● **What to do**: Word for word, repeat the lines of the records from the one containing "Where can the tree" through the last line, both included.
*** Records ***
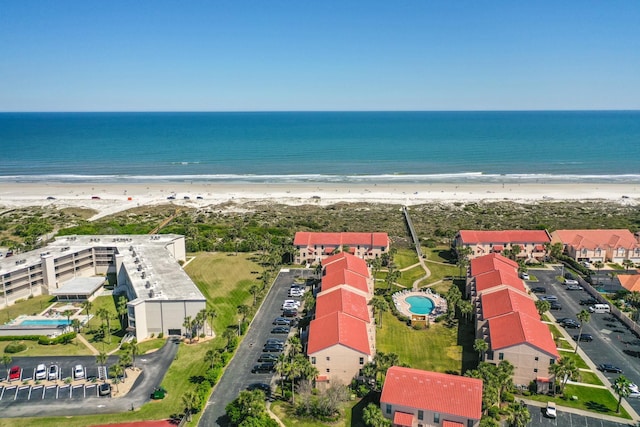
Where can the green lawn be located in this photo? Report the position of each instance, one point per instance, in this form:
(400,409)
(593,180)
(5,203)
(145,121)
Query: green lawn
(28,306)
(34,349)
(596,400)
(408,277)
(433,349)
(405,257)
(224,279)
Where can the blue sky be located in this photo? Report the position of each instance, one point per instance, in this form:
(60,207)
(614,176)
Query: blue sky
(324,55)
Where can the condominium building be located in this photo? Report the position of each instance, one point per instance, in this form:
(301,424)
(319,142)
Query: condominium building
(416,398)
(146,267)
(531,244)
(312,248)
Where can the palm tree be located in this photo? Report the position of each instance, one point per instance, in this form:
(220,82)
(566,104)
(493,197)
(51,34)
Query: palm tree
(211,314)
(380,305)
(373,417)
(542,306)
(122,308)
(134,350)
(86,306)
(519,415)
(254,289)
(6,360)
(621,388)
(583,317)
(598,265)
(566,369)
(480,346)
(191,401)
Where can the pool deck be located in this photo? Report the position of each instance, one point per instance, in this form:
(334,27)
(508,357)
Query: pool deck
(439,303)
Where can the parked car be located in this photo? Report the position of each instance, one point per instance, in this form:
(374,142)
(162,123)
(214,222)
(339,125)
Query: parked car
(551,410)
(104,389)
(41,372)
(583,337)
(280,330)
(555,305)
(267,357)
(263,368)
(78,372)
(272,348)
(264,387)
(607,367)
(53,372)
(15,373)
(281,321)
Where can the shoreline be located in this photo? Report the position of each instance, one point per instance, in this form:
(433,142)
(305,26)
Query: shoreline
(110,198)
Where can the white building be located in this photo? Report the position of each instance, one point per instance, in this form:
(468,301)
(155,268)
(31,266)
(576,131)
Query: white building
(147,270)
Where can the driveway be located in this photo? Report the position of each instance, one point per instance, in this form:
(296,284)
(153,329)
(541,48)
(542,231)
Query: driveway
(17,400)
(613,343)
(237,375)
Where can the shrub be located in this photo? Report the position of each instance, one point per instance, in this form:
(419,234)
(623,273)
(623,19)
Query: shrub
(15,347)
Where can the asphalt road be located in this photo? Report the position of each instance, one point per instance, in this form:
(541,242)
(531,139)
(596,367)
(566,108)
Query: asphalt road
(611,338)
(65,400)
(238,374)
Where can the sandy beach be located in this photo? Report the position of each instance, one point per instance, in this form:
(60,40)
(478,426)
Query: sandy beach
(108,199)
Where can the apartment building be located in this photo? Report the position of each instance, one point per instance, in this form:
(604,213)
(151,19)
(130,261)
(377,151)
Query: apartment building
(313,248)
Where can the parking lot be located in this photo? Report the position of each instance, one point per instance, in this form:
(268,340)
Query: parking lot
(238,375)
(612,342)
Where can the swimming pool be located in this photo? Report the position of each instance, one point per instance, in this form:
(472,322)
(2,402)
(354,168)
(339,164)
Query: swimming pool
(44,322)
(419,304)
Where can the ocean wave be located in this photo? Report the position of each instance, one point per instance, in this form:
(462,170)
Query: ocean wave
(465,177)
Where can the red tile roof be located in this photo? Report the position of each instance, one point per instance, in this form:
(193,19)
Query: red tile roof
(345,261)
(505,301)
(433,391)
(492,279)
(504,236)
(519,328)
(402,419)
(491,262)
(630,282)
(338,328)
(306,238)
(343,300)
(345,277)
(593,239)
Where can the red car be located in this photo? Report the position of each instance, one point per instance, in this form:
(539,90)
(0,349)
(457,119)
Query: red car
(15,373)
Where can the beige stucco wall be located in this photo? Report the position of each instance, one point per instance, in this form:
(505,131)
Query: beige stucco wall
(343,364)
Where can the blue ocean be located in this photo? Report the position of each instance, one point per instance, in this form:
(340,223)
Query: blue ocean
(599,146)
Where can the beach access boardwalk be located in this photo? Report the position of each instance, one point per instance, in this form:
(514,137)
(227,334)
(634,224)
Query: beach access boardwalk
(416,243)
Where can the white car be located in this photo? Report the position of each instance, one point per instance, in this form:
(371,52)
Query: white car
(78,372)
(41,372)
(551,410)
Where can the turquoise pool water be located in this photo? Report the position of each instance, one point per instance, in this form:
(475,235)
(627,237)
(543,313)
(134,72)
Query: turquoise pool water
(420,304)
(44,322)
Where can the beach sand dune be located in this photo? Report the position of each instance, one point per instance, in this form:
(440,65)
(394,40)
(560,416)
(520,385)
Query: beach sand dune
(108,199)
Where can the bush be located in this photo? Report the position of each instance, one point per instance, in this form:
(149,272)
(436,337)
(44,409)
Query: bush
(15,347)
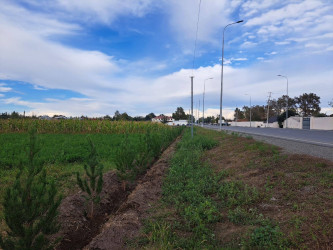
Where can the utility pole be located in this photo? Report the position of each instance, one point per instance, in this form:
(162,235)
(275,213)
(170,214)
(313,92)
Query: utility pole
(199,113)
(192,106)
(269,98)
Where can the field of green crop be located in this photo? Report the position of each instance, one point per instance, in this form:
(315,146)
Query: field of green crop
(63,146)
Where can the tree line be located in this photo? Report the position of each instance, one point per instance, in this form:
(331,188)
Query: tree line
(304,105)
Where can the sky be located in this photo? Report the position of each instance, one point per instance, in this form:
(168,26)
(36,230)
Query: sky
(93,57)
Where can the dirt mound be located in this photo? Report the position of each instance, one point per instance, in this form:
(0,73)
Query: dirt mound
(76,230)
(126,223)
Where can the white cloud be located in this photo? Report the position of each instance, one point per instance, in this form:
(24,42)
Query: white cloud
(248,44)
(282,43)
(3,88)
(214,15)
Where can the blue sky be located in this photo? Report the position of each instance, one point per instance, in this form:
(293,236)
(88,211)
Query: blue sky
***
● **Written solution**:
Where can the tree line be located in this photo? Report the position of each instance, one point per instance, in this form:
(331,188)
Query: tree line
(304,105)
Where can the sky be located in this photo? Report the position of each instance, one point per instance, in this form:
(168,26)
(36,230)
Query: sky
(93,57)
Where can the dirt mound be located in this photo? Report the position of each instance, one point per instance, in this form:
(0,73)
Query: dirt mound
(76,230)
(126,223)
Where can the white cloud be located in this photo? Report the position of each instance, one point per instance, in this form:
(24,42)
Query: white cloud
(248,44)
(282,43)
(3,88)
(214,15)
Where can the blue sky be located in this photo? Report the position of each instance, one point per instance, in this form:
(293,236)
(88,211)
Query: blue sky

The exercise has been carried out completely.